- [ACTIVITIES]:
**1.** According to the report on the Bristol-area stroke services revamp, how long will the public consultation on the plans last?
**2.** Extend the report on the Bristol-area stroke services revamp, picking up after its final sentence.

- [TEXT FOR ANALYSIS]:
Revamp of stroke services to improve survival rates

Dorian Way, Southmead Hospital

Dorian Way, Southmead Hospital - Credit: Google Maps

Southmead Hospital is set to become a centre of excellence for treating stroke patients in a massive shake-up of services.

Sufferers would be rushed to the north Bristol site instead of their nearest hospital under proposals health chiefs say will save between 12 and 15 lives a year and prevent dozens from becoming disabled or needing long-term care.

Survival rates and the level of treatment residents currently receive varies greatly across the region and “depends very much on where you live and what time of day it is”, a meeting of Bristol, North Somerset and South Gloucestershire CCG governing body was told.

The plans, drawn up by senior clinicians, staff and stroke survivors, are going out to a 13-week public consultation after being approved at the meeting on Tuesday (June 1).

At the forefront of the new set-up, Southmead would become a “hyper-acute stroke unit” with the region’s stroke experts under one roof, similar to how heart care and major trauma is organised.

Beneath that, the preferred option for changes to ongoing hospital care following emergency treatment is for a single specialist stroke unit at Southmead, although residents are also being given a second choice of an additional smaller unit at the Bristol Royal Infirmary.

The final major change would see inpatient rehabilitation, for those who are well enough to leave hospital but not yet fit enough to live independently at home, at two specialist units – Weston General Hospital and another location in either Bristol or South Gloucestershire.

Most Read

Phil Clatworthy, consultant stroke neurologist at North Bristol NHS Trust, which runs Southmead, told the CCG governing body there was strong evidence that emergency care by specialists at centralised, 24/7 hyper-acute stroke units, which focus on patients’ survival and minimising brain damage, substantially reduced the risk of dying or being left disabled.

He said: “Unfortunately we know the care and treatment you receive after a stroke depends very much on where you live and what time of day it is, so the chances of surviving and maintaining your independence after a stroke will vary across the region.

“We estimate that in comparison with our current services the changes should save 15 lives a year, allow 60 to 70 people to live fully independently at home after their stroke and 60 to 70 people to avoid needing a new, permanent care-home placement.”

- [DATASET EXCERPTS]:
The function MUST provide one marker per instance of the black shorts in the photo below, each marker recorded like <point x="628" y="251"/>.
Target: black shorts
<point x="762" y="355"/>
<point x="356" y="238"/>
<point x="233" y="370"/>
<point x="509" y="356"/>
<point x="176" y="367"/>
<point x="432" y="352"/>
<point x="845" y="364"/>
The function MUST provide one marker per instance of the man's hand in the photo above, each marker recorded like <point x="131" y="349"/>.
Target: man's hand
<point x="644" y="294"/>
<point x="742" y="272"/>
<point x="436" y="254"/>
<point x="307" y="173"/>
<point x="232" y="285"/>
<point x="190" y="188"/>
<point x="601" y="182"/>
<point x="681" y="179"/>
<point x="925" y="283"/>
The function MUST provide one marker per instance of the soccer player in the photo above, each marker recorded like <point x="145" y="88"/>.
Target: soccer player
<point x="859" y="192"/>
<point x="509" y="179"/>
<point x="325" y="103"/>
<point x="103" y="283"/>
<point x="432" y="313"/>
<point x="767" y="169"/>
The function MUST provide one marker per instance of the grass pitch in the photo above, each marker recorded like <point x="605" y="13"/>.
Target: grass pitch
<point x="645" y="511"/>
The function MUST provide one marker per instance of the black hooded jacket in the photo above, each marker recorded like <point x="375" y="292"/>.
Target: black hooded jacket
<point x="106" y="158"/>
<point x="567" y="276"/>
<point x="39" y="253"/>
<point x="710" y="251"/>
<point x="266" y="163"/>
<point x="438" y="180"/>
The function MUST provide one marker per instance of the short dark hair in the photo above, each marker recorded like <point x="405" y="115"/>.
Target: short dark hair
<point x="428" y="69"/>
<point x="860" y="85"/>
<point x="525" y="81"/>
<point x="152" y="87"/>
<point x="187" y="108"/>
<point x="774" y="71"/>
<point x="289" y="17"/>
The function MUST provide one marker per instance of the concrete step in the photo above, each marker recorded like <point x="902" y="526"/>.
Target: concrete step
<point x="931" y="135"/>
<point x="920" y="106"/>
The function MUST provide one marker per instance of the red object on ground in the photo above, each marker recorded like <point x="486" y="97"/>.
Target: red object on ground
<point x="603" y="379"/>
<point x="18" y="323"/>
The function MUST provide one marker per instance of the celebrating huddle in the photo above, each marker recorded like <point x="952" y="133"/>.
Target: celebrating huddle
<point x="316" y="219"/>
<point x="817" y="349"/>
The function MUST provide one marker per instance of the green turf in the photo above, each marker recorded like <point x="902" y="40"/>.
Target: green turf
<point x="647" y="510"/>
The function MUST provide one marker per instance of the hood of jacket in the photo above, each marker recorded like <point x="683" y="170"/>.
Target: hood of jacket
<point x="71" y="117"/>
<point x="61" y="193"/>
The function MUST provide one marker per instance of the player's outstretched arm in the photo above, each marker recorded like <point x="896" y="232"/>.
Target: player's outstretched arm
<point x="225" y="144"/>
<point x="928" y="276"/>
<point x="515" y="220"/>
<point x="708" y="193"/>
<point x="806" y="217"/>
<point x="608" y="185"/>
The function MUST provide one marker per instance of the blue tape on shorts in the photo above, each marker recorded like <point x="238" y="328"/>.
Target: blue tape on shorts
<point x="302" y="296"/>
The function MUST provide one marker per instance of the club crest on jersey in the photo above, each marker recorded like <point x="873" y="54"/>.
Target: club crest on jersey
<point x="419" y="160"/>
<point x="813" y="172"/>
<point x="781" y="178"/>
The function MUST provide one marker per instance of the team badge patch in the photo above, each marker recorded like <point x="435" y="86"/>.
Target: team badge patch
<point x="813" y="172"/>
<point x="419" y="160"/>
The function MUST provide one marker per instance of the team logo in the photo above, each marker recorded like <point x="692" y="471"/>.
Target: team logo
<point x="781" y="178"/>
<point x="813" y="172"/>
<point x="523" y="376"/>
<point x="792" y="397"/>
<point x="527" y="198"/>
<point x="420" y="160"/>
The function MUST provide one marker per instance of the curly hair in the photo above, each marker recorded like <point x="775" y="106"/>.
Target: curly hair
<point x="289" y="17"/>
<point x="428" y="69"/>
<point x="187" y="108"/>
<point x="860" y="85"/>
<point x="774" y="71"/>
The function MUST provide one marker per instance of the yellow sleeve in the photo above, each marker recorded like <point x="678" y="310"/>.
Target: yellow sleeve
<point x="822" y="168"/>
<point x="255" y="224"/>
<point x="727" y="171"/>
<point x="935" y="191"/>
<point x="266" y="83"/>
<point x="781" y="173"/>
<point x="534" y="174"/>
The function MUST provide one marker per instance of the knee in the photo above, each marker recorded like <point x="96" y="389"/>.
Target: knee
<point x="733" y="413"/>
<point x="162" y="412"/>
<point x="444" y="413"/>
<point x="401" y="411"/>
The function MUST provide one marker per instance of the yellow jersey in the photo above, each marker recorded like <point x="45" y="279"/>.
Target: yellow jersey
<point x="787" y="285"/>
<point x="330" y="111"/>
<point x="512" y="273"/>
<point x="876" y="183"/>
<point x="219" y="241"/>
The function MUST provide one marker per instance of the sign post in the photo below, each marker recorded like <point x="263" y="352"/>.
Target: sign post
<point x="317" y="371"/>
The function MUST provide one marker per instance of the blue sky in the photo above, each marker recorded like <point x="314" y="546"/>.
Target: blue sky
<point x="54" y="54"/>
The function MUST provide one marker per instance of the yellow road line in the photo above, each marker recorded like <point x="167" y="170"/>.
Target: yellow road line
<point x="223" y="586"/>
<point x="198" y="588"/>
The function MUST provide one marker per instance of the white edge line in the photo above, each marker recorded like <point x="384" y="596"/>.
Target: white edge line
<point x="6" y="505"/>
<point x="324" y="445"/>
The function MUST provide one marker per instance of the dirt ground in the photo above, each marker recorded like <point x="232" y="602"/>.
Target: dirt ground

- [EXPECTED RESULTS]:
**1.** 13 weeks.

**2.**
Asked whether clinicians at University Hospitals Bristol and Weston NHS Trust (UHBW), which runs the BRI, were assured of future clinical quality and safety by no longer having a stroke unit there, Dr Clatworthy said: “It will be a process of disaggregating a current way of working and that, unsurprisingly, results in some concern, not so much about the stroke pathway but patients who might be looked after by stroke physicians because they happen to be in the BRI would need a new model.
“So the description of a single stroke workforce responsible for people wherever they are is the means of mitigating that.

“There will be stroke physicians visiting the BRI daily, so we are very confident the support will be there.
“The reason we have accepted the second acute stroke unit as a possible option for the consultation is to get to the bottom of that discussion and flush out any concerns and anxieties.
“So we haven’t ruled it out at this stage, it’s something we will have a further conversation about.”

Kevin Haggerty, CCG North Somerset representative for Weston, where he is a GP, and Worle said: “We would certainly like to see a levelling-up from a Weston perspective.
“Your audit showed that our outcomes are not as good as everyone else’s so we have the most to gain.”

CCG deputy finance director Jon Lund said the preferred option would cost £2.9million and the second option including the BRI unit £3.4million.

Programme clinical lead Chris Burton said: “We want everyone to have the best possible opportunity to survive and thrive after stroke, which is why we’re excited to test these proposals with the public."

Mr Burton said the final decision would be made by the CCG governing body later this year or early 2022 following the feedback and further analysis.
The consultation opens at 9am on June 7, and closes at noon on September 3.